Copy out the entries below, substituting "wildlife survey" for every occurrence of "camera-trap review" and leaving all other text unchanged.

Coordinate annotation records
========

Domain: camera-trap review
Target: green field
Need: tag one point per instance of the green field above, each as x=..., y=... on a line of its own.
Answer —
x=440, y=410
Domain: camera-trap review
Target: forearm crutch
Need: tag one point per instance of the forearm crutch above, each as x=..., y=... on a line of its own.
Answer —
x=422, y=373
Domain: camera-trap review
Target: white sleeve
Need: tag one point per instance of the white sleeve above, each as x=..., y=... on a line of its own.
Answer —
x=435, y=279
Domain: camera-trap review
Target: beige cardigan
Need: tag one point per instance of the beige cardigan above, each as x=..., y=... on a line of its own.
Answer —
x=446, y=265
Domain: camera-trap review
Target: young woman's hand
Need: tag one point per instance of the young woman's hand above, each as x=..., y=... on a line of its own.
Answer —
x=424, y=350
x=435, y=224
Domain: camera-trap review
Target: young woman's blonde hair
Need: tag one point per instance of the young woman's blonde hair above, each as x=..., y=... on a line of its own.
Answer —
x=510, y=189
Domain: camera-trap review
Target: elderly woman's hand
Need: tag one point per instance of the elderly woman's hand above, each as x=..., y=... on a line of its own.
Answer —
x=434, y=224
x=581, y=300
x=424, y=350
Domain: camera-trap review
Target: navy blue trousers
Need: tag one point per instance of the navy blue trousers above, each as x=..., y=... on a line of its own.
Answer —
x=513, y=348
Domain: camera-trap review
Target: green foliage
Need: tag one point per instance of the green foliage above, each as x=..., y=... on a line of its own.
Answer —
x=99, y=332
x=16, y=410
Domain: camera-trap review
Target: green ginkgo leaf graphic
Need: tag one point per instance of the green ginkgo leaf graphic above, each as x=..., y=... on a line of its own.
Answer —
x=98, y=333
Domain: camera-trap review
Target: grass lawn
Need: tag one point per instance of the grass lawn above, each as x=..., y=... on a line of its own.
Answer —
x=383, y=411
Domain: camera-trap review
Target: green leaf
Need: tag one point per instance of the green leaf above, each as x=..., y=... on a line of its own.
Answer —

========

Result of this exercise>
Domain: wildlife survey
Target: green field
Need: tag one point per instance of the green field above, each as x=..., y=... on a line of its own.
Answer —
x=440, y=410
Domain: wildlife survey
Target: forearm crutch
Need: tag one point per instance of the forearm crutch above, each as x=..., y=... on a line of its own.
Answer —
x=422, y=373
Domain: wildlife survey
Target: white sleeve
Need: tag one point per instance of the white sleeve above, each as x=..., y=... on a line of its own.
Answer —
x=435, y=279
Domain: wildlife survey
Target: beige cardigan
Need: tag one point per instance of the beige cardigan above, each as x=..., y=... on a line of its own.
Answer —
x=446, y=265
Domain: wildlife survey
Target: young woman's hand
Need: tag one point per instance of the young woman's hand above, each as x=..., y=... on a line of its own.
Answer —
x=424, y=350
x=435, y=224
Domain: wildlife survey
Target: young woman's blonde hair
Need: tag one point per instance of the young woman's blonde hair above, each as x=..., y=... on a line of its own.
Answer —
x=510, y=189
Domain: wildlife survey
Target: elderly woman's hand
Need: tag one point per instance of the elderly woman's hand above, each as x=..., y=... on a line of its own.
Answer —
x=434, y=224
x=581, y=300
x=424, y=350
Domain: wildlife survey
Target: navy blue trousers
Need: tag one point per instance of the navy blue trousers above, each as x=..., y=... on a line of its own.
Answer —
x=513, y=348
Domain: wildlife survey
Target: green foliage
Need: tag one point per instance of the green foliage above, each as x=..., y=... on a line of its own.
Answer —
x=99, y=332
x=16, y=410
Domain: wildlife survey
Target: green ginkgo leaf graphic
Need: tag one point per instance of the green ginkgo leaf graphic above, each as x=..., y=... on a line of its own.
Answer —
x=98, y=333
Domain: wildlife survey
Target: grass lawn
Need: tag one point per instance of the grass lawn above, each as x=..., y=... on a line of its own.
Answer —
x=383, y=411
Domain: wildlife survey
Target: green leaf
Need: tag one point per instance of the green leaf above, each as x=..., y=... on a line of its own.
Answer —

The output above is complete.